=== PROBLEM TO WORK ON ===
Copy the records in the stretch from the line containing "The client would like the wooden utility" through the line containing "[239,309,281,389]", swapping "dark pants" for "black trousers" and changing nothing else.

=== DATA ===
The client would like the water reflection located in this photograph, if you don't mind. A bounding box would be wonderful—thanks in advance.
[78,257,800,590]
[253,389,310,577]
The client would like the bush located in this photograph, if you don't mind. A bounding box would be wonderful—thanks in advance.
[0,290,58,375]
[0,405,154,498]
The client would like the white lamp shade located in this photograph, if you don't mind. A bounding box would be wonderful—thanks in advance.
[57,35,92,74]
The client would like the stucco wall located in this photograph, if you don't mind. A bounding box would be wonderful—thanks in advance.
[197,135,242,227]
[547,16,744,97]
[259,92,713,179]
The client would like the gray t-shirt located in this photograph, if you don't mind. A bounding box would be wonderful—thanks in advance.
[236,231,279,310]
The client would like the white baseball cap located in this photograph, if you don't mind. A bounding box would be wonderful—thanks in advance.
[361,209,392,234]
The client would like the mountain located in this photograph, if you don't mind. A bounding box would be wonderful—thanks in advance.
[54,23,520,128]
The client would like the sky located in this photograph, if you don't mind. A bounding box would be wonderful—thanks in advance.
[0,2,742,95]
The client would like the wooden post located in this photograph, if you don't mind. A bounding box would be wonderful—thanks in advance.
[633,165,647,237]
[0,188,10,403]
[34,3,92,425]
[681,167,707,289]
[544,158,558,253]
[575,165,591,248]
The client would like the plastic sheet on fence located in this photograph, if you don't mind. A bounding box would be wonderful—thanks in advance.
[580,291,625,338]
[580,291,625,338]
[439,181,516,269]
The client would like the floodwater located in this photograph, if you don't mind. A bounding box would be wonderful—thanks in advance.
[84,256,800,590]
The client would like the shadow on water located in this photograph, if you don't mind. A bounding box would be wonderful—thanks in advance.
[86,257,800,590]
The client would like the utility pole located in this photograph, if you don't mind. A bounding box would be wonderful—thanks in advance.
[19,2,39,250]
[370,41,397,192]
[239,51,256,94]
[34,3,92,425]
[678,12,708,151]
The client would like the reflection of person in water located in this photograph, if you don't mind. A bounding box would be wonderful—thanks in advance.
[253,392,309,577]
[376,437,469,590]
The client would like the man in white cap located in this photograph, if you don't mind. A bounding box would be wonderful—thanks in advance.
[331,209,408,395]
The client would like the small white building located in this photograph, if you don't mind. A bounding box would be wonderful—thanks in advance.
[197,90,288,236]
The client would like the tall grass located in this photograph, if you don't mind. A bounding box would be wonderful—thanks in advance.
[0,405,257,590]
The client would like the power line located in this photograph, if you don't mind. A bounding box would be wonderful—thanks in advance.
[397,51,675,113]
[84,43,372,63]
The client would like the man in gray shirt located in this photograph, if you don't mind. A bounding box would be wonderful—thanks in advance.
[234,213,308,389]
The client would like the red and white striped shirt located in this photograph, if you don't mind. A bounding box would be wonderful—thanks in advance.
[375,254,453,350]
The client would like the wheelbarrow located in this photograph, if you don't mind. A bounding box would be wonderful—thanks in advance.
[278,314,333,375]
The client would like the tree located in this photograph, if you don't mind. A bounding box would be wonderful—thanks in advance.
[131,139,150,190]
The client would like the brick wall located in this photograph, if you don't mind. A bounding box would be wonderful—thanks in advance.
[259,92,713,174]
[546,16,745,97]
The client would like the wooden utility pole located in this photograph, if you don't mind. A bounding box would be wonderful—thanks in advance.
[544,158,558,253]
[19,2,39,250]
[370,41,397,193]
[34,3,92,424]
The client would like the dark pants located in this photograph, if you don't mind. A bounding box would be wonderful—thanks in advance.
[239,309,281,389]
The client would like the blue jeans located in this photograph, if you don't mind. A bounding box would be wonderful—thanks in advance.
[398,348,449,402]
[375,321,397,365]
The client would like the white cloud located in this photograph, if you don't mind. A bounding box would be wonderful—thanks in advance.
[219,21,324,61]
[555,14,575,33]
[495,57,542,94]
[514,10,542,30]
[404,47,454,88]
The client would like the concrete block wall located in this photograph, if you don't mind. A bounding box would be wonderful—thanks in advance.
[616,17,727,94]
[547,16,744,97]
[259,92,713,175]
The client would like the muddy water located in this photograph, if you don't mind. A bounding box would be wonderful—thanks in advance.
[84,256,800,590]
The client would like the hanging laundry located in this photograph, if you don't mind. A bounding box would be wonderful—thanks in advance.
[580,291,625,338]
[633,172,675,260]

=== TASK SOLUTION ===
The client would like the wooden utility pole located in this photograph, if you don't mind. A bounding box would be wonderful—thanks in advance.
[544,158,558,253]
[19,2,39,250]
[370,41,397,193]
[34,3,92,424]
The client would like the black trousers located in this photograph, if you don't mind. A bounding box would be wonderful—thanks in advance.
[239,309,281,389]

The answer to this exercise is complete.